*** Opening of RECORD EXCERPTS ***

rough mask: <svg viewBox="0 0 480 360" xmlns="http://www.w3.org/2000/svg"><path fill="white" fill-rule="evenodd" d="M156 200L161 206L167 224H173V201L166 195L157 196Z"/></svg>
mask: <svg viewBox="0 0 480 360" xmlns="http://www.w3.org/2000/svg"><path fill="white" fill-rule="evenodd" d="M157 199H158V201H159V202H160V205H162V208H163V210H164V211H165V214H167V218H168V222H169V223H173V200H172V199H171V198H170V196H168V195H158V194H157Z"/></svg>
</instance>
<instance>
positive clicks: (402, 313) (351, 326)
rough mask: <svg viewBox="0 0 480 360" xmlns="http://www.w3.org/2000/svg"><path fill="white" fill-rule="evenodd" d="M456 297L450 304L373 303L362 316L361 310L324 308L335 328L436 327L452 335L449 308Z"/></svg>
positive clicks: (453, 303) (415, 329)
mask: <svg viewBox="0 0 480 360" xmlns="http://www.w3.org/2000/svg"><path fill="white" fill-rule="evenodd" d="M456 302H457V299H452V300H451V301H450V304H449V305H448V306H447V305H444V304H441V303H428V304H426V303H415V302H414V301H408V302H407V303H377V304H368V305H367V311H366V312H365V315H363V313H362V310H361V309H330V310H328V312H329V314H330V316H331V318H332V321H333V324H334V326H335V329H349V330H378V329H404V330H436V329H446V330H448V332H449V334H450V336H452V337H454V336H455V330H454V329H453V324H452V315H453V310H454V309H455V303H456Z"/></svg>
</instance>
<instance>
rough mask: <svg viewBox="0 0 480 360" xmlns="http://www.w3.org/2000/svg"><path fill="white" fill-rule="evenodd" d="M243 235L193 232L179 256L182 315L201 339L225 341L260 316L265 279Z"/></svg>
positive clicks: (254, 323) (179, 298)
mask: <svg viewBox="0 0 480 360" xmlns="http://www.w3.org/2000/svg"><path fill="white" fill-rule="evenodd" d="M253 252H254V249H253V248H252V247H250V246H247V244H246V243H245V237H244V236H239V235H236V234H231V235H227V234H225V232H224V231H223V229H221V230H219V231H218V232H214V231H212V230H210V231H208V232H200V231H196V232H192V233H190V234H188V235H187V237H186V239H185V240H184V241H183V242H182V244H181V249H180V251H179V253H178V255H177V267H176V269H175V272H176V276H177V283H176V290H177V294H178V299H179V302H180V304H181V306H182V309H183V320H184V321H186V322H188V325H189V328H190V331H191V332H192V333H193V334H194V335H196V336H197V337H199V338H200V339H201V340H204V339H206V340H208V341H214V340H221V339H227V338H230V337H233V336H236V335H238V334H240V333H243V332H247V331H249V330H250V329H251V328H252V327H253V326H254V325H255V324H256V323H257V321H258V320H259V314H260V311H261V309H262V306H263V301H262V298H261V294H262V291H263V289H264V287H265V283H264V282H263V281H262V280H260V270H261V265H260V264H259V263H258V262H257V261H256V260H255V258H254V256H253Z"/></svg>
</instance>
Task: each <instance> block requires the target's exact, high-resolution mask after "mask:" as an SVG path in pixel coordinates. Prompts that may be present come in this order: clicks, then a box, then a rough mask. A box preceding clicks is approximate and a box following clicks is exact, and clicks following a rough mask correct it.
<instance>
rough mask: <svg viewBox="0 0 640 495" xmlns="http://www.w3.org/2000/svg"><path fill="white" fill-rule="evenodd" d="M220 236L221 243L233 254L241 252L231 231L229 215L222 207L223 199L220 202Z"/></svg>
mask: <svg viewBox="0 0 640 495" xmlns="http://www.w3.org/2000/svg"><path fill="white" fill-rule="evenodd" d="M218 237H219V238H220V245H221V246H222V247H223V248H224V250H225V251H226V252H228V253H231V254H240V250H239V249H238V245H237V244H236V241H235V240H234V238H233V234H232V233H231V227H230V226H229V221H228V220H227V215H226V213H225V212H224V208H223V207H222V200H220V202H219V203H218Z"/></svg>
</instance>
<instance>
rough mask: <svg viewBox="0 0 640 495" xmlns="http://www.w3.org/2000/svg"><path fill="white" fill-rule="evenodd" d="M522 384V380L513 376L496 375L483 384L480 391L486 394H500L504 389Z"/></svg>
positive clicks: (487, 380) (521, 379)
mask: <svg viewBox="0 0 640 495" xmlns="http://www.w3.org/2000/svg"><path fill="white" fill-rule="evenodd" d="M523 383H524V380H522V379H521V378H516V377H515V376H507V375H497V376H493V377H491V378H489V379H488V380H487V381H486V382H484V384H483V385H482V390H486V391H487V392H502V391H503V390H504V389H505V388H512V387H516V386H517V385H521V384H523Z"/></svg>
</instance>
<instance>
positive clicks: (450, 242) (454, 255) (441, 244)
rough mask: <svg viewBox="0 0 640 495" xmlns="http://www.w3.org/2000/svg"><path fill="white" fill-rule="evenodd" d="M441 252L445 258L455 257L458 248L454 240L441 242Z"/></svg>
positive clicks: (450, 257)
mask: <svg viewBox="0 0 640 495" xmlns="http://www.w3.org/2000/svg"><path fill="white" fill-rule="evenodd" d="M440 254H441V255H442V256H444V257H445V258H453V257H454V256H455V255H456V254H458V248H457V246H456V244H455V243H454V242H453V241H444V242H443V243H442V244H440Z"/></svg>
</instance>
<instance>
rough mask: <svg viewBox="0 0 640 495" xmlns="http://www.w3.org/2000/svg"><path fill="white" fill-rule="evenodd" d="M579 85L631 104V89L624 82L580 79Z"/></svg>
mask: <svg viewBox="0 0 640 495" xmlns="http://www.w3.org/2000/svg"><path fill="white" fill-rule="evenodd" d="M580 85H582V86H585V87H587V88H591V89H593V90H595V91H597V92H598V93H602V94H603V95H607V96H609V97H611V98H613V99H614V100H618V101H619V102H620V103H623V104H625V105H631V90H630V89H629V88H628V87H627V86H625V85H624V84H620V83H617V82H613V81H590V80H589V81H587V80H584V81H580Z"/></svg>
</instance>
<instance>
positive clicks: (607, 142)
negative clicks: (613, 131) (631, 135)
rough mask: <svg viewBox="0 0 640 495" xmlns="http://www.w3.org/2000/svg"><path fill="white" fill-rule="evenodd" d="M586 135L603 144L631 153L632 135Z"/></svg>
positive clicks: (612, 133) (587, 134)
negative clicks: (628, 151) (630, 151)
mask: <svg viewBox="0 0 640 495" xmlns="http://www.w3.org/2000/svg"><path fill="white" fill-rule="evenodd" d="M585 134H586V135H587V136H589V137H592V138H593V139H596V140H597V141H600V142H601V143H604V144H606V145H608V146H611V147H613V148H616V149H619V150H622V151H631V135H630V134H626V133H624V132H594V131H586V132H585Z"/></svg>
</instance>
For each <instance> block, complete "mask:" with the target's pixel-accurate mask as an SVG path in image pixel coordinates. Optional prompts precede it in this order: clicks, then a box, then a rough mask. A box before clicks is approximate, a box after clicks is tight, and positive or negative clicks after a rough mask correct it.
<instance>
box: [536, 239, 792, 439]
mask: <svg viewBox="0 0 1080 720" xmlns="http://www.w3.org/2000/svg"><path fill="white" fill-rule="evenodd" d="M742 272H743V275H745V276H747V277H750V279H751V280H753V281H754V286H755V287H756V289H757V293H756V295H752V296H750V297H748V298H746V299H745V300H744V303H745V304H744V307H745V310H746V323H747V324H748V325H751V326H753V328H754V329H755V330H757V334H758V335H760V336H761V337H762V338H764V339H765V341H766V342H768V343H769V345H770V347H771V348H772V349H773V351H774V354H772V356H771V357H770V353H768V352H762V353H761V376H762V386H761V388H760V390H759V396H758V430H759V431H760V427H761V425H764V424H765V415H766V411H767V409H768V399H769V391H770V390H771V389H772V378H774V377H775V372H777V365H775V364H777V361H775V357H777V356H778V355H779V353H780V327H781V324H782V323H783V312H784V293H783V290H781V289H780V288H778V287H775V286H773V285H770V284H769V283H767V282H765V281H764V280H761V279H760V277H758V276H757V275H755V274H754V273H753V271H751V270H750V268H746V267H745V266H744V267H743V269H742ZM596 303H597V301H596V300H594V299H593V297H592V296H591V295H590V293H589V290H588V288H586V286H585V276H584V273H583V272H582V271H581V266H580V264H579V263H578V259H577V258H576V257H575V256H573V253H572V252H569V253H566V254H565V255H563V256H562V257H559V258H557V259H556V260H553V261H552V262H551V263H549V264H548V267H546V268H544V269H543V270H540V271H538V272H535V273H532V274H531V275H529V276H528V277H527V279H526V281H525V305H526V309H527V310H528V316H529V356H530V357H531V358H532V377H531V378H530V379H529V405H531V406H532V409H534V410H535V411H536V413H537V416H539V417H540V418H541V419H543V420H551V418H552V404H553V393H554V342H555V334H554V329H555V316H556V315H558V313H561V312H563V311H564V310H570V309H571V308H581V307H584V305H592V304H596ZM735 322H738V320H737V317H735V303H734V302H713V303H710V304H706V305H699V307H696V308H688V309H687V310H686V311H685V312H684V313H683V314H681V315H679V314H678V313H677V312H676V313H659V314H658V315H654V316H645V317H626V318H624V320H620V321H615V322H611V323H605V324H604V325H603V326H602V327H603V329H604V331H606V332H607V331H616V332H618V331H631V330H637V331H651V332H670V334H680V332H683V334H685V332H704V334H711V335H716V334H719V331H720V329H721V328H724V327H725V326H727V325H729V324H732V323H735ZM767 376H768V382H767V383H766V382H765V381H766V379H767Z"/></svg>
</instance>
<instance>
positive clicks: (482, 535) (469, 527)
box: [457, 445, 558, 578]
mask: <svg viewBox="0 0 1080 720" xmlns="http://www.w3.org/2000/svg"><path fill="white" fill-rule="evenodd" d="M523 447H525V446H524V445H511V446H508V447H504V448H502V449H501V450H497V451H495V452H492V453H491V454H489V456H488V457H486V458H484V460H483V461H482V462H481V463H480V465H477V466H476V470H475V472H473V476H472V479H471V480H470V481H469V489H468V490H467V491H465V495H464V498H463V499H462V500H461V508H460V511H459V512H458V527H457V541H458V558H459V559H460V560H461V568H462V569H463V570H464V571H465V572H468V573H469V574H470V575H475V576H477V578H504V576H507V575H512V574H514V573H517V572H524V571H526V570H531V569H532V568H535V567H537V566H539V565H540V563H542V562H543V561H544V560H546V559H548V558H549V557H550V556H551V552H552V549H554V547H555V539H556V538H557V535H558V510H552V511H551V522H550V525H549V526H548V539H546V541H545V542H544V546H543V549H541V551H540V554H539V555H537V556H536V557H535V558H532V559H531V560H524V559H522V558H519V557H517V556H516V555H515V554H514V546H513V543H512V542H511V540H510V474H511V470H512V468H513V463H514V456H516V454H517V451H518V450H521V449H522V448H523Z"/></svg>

*** Close of RECORD EXCERPTS ***

=== WHAT YOU NEED TO DO ===
Copy the material above word for word, taking the first line, the line containing "297L450 304L373 303L362", and every line between them, and nothing else.

=== ANSWER AREA ===
rough mask: <svg viewBox="0 0 480 360" xmlns="http://www.w3.org/2000/svg"><path fill="white" fill-rule="evenodd" d="M156 200L161 206L167 224H173V201L166 195L157 196Z"/></svg>
mask: <svg viewBox="0 0 480 360" xmlns="http://www.w3.org/2000/svg"><path fill="white" fill-rule="evenodd" d="M157 199H158V201H159V202H160V205H162V208H163V210H164V211H165V214H167V218H168V222H169V223H173V200H172V199H171V198H170V196H168V195H158V194H157Z"/></svg>
</instance>
<instance>
positive clicks: (402, 313) (351, 326)
rough mask: <svg viewBox="0 0 480 360" xmlns="http://www.w3.org/2000/svg"><path fill="white" fill-rule="evenodd" d="M456 297L450 304L373 303L362 316L361 310L324 308L335 328L436 327L452 335L449 308Z"/></svg>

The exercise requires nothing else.